# Raw records start

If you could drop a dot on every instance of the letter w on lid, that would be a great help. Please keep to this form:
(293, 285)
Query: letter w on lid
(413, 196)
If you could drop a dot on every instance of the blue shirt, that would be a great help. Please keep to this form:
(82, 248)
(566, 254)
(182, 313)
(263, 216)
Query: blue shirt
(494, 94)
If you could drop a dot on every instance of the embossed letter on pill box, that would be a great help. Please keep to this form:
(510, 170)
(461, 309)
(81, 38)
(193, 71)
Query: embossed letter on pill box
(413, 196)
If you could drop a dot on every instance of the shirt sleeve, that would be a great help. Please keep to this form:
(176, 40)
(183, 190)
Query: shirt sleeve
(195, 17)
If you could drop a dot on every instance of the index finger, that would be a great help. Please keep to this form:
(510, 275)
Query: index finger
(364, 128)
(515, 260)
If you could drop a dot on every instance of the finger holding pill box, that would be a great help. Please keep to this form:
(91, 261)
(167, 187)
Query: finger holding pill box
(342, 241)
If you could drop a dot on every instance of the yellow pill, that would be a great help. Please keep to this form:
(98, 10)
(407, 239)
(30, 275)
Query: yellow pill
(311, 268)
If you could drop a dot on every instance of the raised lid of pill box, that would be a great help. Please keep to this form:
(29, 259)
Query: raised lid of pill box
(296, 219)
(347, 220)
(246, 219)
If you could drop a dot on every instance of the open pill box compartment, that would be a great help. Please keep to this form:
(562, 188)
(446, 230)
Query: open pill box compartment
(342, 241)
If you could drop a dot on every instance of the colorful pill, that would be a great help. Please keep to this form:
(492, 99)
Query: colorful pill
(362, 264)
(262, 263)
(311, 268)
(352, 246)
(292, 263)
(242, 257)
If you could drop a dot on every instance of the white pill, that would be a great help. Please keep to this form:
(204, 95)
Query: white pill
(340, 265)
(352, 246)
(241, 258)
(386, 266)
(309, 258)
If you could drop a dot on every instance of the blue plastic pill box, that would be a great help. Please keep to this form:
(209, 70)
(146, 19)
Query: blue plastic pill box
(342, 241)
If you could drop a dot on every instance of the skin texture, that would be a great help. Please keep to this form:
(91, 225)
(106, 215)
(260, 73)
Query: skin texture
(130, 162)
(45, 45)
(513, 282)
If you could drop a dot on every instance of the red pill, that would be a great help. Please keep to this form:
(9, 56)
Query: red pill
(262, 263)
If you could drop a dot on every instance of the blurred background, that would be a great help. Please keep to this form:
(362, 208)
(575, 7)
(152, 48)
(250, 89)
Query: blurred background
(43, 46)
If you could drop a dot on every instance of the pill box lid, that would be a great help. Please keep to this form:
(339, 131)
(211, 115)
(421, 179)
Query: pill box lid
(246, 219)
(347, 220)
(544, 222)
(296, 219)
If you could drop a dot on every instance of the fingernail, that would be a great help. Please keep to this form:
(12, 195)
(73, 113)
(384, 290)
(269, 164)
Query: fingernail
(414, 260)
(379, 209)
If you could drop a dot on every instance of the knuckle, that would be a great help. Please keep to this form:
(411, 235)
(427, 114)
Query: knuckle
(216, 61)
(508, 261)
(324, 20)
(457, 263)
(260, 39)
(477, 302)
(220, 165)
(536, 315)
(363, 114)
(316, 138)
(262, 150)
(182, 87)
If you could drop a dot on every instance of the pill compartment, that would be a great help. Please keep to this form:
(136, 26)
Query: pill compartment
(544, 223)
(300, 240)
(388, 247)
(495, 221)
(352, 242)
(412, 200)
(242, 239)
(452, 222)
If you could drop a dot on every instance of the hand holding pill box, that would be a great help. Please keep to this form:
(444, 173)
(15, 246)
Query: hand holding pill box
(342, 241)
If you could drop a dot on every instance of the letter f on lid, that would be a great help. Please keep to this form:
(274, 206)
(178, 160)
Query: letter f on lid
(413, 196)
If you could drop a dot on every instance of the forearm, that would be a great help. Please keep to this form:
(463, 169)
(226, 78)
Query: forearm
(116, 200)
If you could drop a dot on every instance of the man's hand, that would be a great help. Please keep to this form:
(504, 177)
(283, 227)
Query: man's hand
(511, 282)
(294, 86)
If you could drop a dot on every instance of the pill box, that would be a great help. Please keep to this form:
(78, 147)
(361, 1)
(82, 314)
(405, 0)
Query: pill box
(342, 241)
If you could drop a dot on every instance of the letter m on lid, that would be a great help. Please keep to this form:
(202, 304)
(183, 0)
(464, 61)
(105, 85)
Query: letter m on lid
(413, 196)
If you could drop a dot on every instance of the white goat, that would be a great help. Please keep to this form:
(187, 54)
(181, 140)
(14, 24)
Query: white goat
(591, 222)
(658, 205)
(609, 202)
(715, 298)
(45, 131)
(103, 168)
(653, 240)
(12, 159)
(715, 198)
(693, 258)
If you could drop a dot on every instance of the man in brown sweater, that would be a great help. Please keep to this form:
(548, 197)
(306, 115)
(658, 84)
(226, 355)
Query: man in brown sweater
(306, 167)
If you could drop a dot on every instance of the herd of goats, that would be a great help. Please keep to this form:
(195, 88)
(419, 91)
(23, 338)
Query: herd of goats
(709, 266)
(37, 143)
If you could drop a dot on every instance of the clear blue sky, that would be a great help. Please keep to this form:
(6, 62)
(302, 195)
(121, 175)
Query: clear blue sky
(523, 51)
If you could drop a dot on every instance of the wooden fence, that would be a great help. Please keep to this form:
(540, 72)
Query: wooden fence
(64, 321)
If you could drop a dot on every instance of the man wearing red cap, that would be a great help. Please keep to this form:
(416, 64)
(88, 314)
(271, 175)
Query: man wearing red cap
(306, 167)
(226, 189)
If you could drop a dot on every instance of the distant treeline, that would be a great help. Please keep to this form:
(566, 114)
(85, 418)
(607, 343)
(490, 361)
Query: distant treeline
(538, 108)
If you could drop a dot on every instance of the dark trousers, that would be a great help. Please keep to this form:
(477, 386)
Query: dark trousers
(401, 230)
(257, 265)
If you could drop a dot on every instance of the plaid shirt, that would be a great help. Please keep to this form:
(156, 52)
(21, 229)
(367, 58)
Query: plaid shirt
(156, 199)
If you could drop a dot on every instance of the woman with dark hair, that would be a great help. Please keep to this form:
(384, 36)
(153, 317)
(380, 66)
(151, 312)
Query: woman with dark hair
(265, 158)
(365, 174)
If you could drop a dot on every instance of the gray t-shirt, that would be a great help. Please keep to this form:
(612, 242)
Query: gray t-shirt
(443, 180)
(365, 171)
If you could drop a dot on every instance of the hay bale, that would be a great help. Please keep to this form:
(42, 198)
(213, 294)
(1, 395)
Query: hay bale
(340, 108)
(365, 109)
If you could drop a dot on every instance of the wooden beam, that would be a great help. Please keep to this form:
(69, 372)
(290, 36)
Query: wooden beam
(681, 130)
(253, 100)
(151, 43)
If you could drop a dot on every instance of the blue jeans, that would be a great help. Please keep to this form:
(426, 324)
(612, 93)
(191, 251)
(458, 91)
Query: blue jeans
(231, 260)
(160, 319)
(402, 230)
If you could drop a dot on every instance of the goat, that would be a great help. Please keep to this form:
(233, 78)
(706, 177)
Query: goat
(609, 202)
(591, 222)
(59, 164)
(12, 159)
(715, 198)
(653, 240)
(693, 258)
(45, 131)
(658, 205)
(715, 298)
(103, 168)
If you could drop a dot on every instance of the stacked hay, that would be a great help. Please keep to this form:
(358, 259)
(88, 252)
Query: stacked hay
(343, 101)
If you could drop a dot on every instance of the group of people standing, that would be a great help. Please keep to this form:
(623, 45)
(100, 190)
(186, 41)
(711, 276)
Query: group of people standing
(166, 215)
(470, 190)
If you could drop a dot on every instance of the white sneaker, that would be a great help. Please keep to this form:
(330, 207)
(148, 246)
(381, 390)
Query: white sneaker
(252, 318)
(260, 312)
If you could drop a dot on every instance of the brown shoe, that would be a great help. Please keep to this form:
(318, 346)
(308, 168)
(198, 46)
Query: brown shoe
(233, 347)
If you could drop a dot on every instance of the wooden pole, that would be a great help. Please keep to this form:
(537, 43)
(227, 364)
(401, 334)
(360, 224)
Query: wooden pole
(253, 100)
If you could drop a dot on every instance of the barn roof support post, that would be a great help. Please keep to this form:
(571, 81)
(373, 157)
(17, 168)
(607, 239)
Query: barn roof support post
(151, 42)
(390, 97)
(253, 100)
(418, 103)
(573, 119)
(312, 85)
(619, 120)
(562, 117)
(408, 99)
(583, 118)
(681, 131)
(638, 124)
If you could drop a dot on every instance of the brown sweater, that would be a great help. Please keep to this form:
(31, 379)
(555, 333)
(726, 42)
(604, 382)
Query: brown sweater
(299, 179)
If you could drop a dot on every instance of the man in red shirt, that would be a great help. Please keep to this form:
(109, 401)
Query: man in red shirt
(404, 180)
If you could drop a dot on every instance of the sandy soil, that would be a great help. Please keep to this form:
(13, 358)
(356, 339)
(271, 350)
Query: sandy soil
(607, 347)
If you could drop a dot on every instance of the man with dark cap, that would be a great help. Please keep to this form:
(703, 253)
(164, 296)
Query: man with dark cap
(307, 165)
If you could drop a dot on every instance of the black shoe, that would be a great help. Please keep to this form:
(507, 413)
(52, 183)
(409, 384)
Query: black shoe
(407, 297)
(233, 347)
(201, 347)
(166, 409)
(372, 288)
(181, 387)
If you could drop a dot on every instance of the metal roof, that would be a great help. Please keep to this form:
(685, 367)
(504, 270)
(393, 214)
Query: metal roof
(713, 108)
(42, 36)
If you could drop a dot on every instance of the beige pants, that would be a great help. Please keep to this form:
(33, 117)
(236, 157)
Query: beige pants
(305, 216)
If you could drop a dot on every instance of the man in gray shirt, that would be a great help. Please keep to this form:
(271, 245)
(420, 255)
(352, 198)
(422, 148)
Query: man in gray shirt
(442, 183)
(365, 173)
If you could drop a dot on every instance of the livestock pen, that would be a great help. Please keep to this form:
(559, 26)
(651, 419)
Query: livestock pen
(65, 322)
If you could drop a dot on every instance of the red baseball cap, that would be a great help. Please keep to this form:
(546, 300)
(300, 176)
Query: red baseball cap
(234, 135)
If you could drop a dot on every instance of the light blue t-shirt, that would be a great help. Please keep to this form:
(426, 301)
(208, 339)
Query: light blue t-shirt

# Raw records end

→ Your goal: Begin with the line that contains "of the beige" and quote each line after it exactly, stopping after the last line of the data.

→ Task answer:
If you could drop a dot on every instance of the beige pants, that would be a great help. Please keep to this form:
(33, 117)
(236, 157)
Query: beige pants
(305, 216)
If you could drop a dot on every instance of the man in gray shirt, that would be a great help. Please keep to this form:
(271, 245)
(420, 255)
(352, 198)
(422, 148)
Query: man in gray shirt
(442, 183)
(365, 173)
If you could drop a dot on every instance of the livestock pen, that would be a great help. Please keep to this form:
(559, 26)
(651, 419)
Query: livestock pen
(65, 322)
If you could drop a dot on every instance of the red baseball cap, that would be a great help. Please keep to this form:
(546, 300)
(300, 176)
Query: red baseball cap
(234, 135)
If you could drop a dot on every instance of the light blue t-shirt, that would be a great help. Please keep to this form:
(426, 301)
(208, 339)
Query: light blue t-shirt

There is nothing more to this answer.